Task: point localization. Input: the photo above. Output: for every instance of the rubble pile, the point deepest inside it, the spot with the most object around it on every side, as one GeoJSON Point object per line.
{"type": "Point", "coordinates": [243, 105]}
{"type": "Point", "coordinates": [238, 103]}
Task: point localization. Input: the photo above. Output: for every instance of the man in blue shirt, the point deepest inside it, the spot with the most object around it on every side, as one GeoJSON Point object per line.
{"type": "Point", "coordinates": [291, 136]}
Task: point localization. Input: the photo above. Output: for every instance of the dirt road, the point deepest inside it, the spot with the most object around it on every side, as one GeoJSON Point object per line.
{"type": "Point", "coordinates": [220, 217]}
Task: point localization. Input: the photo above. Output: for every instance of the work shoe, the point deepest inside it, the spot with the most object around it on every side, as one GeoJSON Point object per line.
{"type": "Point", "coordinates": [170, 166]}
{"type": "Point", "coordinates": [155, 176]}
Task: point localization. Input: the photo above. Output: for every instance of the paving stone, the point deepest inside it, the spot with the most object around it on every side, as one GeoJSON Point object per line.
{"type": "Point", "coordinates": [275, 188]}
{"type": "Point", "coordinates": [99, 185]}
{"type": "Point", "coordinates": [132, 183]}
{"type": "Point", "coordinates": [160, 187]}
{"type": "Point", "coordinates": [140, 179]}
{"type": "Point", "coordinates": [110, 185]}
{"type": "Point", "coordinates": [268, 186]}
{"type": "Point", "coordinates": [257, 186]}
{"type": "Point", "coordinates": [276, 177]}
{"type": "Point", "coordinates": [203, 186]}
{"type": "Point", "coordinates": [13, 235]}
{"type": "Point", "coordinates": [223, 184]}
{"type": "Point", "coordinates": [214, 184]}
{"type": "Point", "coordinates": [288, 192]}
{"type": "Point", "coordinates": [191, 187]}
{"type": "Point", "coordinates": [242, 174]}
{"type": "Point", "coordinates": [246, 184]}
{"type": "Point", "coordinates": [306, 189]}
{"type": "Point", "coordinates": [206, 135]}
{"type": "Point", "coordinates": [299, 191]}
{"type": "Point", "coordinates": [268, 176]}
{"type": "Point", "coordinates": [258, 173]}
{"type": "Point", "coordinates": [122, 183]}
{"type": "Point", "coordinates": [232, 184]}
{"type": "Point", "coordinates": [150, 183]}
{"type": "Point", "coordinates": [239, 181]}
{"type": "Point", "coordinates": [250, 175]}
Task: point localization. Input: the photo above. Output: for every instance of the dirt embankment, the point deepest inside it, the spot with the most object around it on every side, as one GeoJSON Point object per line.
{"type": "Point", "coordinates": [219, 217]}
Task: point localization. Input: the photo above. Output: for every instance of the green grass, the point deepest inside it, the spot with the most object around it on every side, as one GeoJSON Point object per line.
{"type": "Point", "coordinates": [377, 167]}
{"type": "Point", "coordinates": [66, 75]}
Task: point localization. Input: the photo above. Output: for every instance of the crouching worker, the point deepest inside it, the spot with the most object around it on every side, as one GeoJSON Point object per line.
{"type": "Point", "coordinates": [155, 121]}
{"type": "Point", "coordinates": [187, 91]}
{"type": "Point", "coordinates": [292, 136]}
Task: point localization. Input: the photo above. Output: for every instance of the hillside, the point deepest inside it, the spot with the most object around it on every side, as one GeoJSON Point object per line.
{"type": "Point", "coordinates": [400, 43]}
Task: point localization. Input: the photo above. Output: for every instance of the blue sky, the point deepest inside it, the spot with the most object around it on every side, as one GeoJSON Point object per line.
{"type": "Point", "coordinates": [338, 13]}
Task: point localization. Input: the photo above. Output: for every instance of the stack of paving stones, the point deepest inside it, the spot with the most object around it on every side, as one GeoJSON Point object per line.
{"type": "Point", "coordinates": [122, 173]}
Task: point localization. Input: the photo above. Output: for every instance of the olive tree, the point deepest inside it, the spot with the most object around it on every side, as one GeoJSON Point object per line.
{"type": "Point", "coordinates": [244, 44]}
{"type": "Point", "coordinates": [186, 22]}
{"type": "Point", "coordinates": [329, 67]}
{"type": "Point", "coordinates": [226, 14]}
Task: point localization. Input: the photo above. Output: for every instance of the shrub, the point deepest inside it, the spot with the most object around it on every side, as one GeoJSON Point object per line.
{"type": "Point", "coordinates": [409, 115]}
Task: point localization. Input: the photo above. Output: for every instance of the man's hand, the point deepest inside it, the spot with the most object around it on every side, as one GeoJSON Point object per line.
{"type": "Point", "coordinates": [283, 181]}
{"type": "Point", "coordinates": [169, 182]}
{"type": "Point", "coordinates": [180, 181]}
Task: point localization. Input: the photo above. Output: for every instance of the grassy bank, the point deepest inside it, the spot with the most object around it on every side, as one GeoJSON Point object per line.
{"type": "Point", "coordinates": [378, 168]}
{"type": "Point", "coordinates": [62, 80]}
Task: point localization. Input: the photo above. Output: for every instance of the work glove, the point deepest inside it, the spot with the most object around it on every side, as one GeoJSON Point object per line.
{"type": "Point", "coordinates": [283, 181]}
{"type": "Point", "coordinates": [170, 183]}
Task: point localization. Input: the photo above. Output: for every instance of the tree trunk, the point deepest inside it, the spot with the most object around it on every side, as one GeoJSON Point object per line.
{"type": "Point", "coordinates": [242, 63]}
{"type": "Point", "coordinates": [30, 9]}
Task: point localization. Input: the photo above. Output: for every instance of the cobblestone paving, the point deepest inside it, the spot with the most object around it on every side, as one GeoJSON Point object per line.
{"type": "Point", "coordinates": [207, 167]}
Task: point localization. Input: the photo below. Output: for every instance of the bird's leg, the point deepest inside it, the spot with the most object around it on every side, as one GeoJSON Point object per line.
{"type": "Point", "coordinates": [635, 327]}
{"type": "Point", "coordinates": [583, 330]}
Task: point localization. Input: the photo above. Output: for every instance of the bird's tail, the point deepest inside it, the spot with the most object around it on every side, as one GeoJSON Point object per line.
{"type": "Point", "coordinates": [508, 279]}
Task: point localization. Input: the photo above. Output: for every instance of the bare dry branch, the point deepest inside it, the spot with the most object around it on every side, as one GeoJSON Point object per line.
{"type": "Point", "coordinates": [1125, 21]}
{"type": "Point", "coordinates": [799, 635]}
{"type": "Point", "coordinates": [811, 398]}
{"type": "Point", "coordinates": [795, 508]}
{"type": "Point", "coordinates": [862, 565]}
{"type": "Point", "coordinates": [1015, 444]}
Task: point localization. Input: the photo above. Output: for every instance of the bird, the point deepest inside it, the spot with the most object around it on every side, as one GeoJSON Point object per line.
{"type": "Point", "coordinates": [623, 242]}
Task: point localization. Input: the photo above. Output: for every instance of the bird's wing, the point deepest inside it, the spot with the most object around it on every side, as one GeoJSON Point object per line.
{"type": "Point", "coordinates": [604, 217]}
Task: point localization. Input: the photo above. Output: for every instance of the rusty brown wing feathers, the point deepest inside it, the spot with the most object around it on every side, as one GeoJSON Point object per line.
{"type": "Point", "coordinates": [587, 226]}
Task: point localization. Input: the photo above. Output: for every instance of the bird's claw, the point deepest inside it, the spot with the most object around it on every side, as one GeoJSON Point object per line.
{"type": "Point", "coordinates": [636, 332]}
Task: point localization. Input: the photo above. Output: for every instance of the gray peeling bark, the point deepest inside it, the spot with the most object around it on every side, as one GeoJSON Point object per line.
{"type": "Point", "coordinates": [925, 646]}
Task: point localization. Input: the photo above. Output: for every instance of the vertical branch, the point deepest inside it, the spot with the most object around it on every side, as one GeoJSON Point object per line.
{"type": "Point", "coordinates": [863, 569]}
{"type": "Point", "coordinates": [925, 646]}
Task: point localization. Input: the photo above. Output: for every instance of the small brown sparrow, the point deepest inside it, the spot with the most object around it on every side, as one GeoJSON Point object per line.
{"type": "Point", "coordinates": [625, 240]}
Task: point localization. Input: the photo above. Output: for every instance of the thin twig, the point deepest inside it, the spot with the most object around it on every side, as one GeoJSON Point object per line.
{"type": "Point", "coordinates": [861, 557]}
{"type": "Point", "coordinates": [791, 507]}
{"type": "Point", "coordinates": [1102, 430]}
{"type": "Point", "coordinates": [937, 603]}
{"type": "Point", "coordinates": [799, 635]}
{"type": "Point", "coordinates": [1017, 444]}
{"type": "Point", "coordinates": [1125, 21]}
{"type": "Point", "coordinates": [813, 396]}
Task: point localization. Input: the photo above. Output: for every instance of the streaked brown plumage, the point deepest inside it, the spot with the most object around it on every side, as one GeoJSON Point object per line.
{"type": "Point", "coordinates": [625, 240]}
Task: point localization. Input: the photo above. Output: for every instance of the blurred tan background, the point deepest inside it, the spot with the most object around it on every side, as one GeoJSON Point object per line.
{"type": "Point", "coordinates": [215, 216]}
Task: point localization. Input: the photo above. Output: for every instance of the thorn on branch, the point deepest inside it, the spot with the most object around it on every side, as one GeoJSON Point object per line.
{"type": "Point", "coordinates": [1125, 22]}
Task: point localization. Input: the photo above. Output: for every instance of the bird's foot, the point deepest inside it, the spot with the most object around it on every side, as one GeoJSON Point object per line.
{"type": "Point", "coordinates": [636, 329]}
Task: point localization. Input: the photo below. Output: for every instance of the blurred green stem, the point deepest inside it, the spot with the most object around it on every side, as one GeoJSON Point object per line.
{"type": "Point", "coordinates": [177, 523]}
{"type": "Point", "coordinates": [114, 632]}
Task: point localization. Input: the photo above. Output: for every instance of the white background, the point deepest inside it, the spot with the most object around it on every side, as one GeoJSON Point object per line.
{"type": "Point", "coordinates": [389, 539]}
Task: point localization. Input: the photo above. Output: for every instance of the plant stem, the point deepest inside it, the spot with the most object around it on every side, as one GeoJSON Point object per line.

▶ _AIM OF THE EXERCISE_
From the line that contains "of the white" down to the last line of the material above, copy every line word for word, both ends included.

▶ _REPLY_
Task: point localization. Input: the photo above. Output: for every instance of the white background, the point deepest inside it, the spot with the most object around it on every side, as one GeoJSON Point object per line.
{"type": "Point", "coordinates": [389, 539]}
Task: point localization. Input: the photo above. Output: for every instance of the plant stem, the point deepest inside it, the spot with the most object around it on every side, as one GeoJSON Point object per line.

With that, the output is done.